→ **Material**:
--------------------------------------------------

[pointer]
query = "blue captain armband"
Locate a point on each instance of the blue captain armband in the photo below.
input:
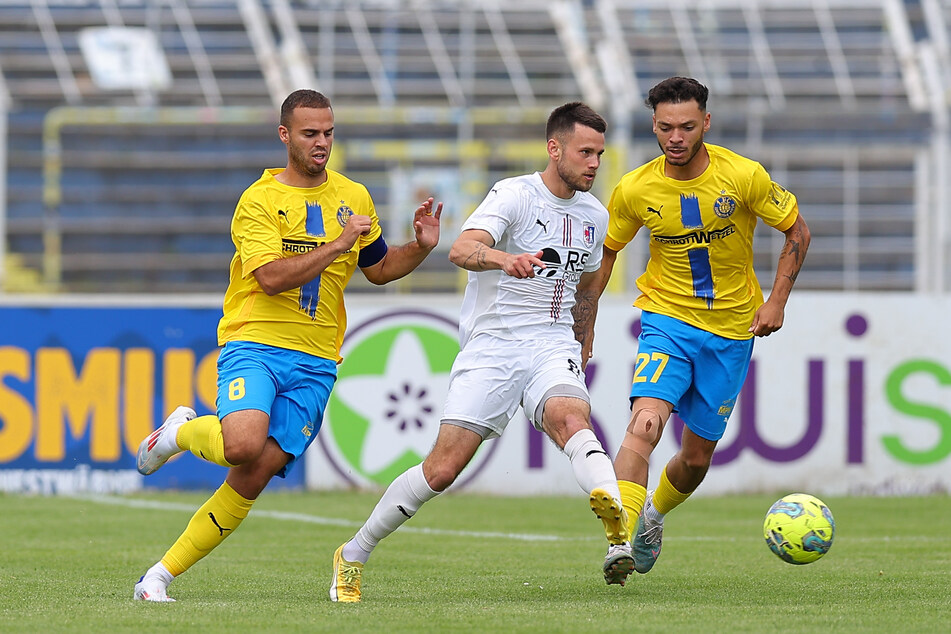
(372, 253)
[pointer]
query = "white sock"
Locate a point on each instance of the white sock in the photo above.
(651, 513)
(400, 502)
(593, 469)
(160, 572)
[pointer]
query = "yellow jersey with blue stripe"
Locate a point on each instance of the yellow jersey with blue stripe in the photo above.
(701, 238)
(273, 220)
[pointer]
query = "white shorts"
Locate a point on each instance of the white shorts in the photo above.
(491, 377)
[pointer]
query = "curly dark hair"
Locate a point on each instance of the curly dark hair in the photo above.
(303, 98)
(677, 90)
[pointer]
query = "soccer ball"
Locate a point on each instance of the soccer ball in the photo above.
(799, 528)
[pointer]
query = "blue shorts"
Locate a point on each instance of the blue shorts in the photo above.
(291, 387)
(699, 372)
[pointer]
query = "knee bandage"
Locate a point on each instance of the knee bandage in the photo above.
(643, 433)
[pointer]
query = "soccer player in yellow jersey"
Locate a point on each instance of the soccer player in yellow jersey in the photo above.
(299, 234)
(700, 300)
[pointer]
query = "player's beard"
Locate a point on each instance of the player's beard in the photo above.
(685, 160)
(577, 182)
(305, 165)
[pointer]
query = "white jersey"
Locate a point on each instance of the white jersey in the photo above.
(523, 216)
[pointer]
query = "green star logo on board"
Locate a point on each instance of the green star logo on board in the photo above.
(383, 414)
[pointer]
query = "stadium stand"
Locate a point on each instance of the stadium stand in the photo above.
(131, 189)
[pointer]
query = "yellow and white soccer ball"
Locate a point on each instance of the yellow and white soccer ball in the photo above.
(799, 528)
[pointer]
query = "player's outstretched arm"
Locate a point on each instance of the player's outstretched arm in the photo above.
(769, 318)
(473, 251)
(584, 313)
(399, 261)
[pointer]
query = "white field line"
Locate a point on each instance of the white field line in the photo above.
(527, 537)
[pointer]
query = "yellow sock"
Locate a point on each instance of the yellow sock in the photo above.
(666, 497)
(215, 520)
(632, 498)
(202, 437)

--------------------------------------------------

→ **Your task**:
Find each line above that contains the word "captain" and copy those lines in full.

→ **Answer to this exercise**:
query = "blue captain armband"
Locate a point on each instance of the blue captain armband in the photo below.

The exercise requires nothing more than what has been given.